_Set of tasks_
#1 In the checklist below on exploratory data analysis for omics datasets, about what share of total analysis time does the author say goes to this kind of EDA?
#2 Add further items to the omics data analysis checklist below, continuing after its last sentence.

--- Passage to read Enclosed Below ---

This is a non-exhaustive checklist of exploratory data analysis (EDA) checks I do for omics datasets + any associated demographic or meta-data, as a first step (after some basic reading in the data and basic preprocessing.) There are many resources for this. I am personally indebted to my Rafa Irizarry, Jeff Leek, Roger Peng, Karl Broman among others for many of these tips. Note that I tend to spend maybe 90% of total analysis time doing this kind of EDA and don’t usually start doing much modeling until I do at least an initial first pass of EDA and discuss results with the rest of the team and/or investigators who generated the data/provided the samples. See also Hadley Wickham’s diagram representing the data analytic process.
General tips
- Science tip: Make sure you understand the study design. Sometimes things aren’t totally clear until after the EDA though. Are there biological replicates, technical replicates, or both? What does “biological replicate” even mean? (Same person, different part of the tumor, but same date? Same person, different time? Same person, one measurement before treatment and one measurement after treatment?) Make sure you have the variables that will allow you to take the study design into consideration (eg may need a variable for “time point,” a variable for “individual” etc)
- Technical tip: If using R, always make sure you include NAs (for example, in the table function, this not the default - have to specify ‘useNA = “ifany”’)
Specific steps
- Check the number of samples, tabulate by all possible variables (such as case/control, disease type, sex, study site etc) - make sure there are no NAs there, make sure variables are standardized (eg not have M = Male = male, breast cancer = Breast cancer = Neoplasm, breast)
- Consider any crosstabulations that may make sense and may inform later analyses, for example case/control x study site, sex x SES, race x SES etc
- Check the ranges of the data matrix/matrices. Make sure there are no NAs here. If there are, try to figure out why (eg clinical data may be missing, but may aso have certain measurements above/below limit of detection, like in metabolomics or proteomics). Make sure that ranges all make sense (again, 0s can indicate value below limit of detection - need to figure out what to do with this before applying log transforms; if study is on adolescents, make sure that no one has age 1 or 30; make sure there are no weird codings for “missing data,” like 999 or -9 etc). Do this using both tables of quantiles and histograms.
- If you have NAs or 0s for the omics dataset, get an idea of how prevalent these are. Are there some samples that are mostly NA/0? Are there some metabolites that are NA/0 in a large fraction of samples? I’ve used the cutoff of 5% before i.e. only use metabolites that are > 0 in 95% of the samples and for those samples, replace the 0s with the smallest value above 0. That seems to work OK. If some metabolites are 0 in, say, 50% of the samples, you probably don’t want to use the (transformed) metabolite intensities as outcomes in a linear regression and need to decide on a different model (this may be OK if the metabolite is caffeine or cotinine, which is present in smokers, for example - not all metabolites will be present in everyone, but if you see this for creatine or glucose, there may be an issue)

--- End of Enclosed Passage to read ---
--- Recorded information Enclosed Below ---

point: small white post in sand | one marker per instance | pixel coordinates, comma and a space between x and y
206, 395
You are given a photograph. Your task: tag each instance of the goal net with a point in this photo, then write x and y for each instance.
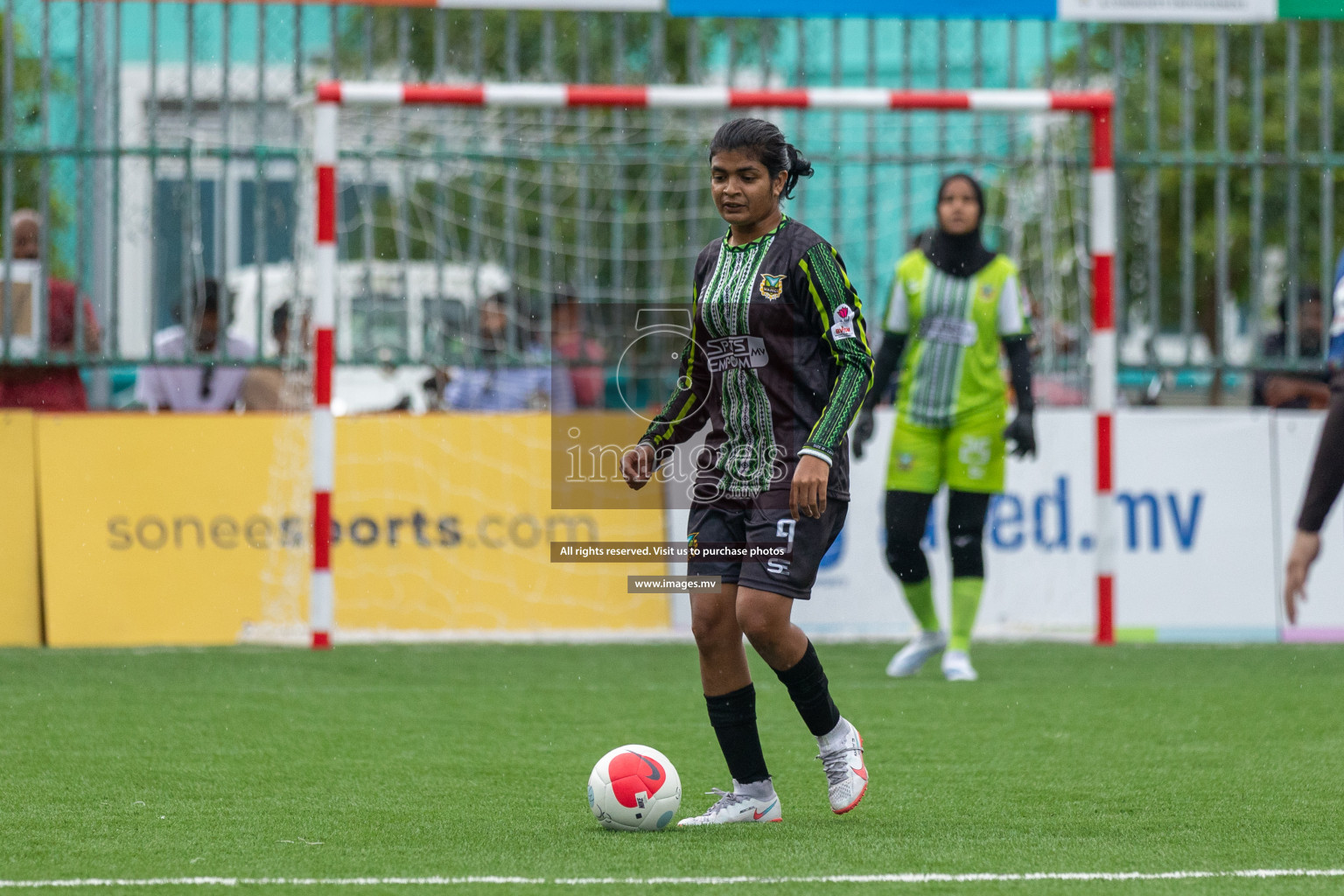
(471, 234)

--- End of Enclosed Recorded information ---

_Answers provided_
#1 Maybe 90% of total analysis time.

#2
- If there are clinical outcomes, make sure you understand them or how to calculate them. For example, if needed, make sure that you can calculate survival (so you have the appropriate dates and understand the censoring mechanism etc.)
- If anything has units, make sure you know what they are (eg is age in years or months?)
- Make sure you have data on batches or run order; if not, try to get those variables (for example, run dates for microarrays, run order for metabolomics data)
- Make boxplots, PCA plots (use scale=TRUE if using prcomp, which is not the default) of log-transformed omics features, ordering and/or color-coding by the various variables, especially batch/run order. This is probably the most important step in looking for possible artifacts/confounders. Note that even if there is no clear confounding by batch/run order, there could still be confounding by other variables due to sample collection/processing before the samples were actually run (for example, if cases were collected in one hospital and controls in another hospital.) Some people like to do hierarchical clustering here, I personally prefer PCA plots. Make sure the boxplots are before quantile normalization (QN), otherwise all the samples will all look the same (and we know that QN does not necessarily remove batch effects and could actually make it worse). Clear shifts by batch can be bad in boxplots, but I’ve also seen cases where the median goes down and the variance increases as the run order increases (so signal gets lower and messier) etc. Sometimes I’ll fit some regressions of PC1 and PC2 on the different variables - including the batch/run order variables - to get a better idea of what’s going on, but I don’t think that’s always necessary.